* _CONSIGNE 1_: D'après le texte source, que fait l'avare ?
* _CONSIGNE 2_: En une à trois phrases, expliquez pourquoi, selon le texte source, ni l'absence de sanctions ni la mort proche ne suffisent à motiver ces actes absurdes.

Les derniers vivants s’exaspèrent, le fils jusque-là soumis et vertueux, tue son père ; le continent sodomise ses proches. Le luxurieux devient pur. L’avare jette son or à poignées par les fenêtres. Le Héros guerrier incendie la ville qu’il s’est autrefois sacrifié pour sauver. L’élégant se pomponne et va se promener sur les charniers. Ni l’idée d’une absence de sanctions, ni celle de la mort proche, ne suffisent à motiver des actes aussi gratuitement absurdes chez des gens qui ne croyaient pas que la mort fût capable de rien terminer. Et comment expliquer cette poussée de fièvre érotique chez des pestiférés guéris qui, au lieu de fuir, demeurent sur place, cherchant à arracher une volupté condamnable à des mourantes ou même à des mortes, à demi écrasées sous l’entassement de cadavres où le hasard les a nichées.

* _ENREGISTREMENTS PRÉSENTÉS_:

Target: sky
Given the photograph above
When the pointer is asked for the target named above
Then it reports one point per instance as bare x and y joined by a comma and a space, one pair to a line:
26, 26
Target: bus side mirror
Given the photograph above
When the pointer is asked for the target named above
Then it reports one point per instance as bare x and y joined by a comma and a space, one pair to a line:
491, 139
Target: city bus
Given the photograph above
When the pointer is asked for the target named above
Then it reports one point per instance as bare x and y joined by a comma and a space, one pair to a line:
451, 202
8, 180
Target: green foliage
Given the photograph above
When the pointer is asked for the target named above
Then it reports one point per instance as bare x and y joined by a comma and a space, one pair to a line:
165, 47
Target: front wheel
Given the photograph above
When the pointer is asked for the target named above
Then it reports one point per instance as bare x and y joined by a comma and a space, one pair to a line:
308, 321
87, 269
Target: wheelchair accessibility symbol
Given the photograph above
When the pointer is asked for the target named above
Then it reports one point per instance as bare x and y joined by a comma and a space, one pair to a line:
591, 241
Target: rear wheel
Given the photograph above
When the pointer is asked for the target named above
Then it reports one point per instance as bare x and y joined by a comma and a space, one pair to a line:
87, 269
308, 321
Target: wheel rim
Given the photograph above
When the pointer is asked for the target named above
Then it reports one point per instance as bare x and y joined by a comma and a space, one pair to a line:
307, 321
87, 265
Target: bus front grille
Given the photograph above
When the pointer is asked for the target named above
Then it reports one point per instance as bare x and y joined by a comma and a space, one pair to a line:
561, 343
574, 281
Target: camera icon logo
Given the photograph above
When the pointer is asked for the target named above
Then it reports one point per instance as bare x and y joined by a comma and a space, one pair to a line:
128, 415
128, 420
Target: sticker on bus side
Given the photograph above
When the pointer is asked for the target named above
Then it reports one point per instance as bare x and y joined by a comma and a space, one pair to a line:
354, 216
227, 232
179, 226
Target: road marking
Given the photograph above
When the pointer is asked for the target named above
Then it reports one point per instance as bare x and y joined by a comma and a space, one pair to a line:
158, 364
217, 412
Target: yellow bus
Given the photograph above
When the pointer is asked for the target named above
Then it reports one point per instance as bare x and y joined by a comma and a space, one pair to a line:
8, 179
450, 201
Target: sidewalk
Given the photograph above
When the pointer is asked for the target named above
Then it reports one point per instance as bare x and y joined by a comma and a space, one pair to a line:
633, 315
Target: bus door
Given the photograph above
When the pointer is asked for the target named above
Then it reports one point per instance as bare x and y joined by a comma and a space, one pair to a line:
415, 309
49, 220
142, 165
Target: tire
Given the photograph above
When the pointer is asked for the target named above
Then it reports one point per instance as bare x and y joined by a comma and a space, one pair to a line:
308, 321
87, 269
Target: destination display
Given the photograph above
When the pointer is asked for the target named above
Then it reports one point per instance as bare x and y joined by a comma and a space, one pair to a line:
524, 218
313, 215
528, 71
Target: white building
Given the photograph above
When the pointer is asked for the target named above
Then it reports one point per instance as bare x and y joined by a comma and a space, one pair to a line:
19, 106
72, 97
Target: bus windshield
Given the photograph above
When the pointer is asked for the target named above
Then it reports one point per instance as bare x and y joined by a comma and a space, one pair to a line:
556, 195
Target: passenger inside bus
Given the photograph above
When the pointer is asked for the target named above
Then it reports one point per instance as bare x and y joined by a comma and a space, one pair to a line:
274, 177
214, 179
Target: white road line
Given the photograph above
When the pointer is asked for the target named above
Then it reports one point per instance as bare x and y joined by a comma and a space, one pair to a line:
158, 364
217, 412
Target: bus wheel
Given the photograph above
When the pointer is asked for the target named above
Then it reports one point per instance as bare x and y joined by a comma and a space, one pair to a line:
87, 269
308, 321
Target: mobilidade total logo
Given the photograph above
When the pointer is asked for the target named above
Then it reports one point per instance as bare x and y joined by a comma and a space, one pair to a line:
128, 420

* _RÉPONSE ATTENDUE 1_: Il jette son or à poignées par les fenêtres.

* _RÉPONSE ATTENDUE 2_: Ces gens ne croyaient pas que la mort fût capable de rien terminer. L'idée de mourir bientôt ou de n'être pas puni ne peut donc pas, à elle seule, expliquer des actes aussi gratuitement absurdes.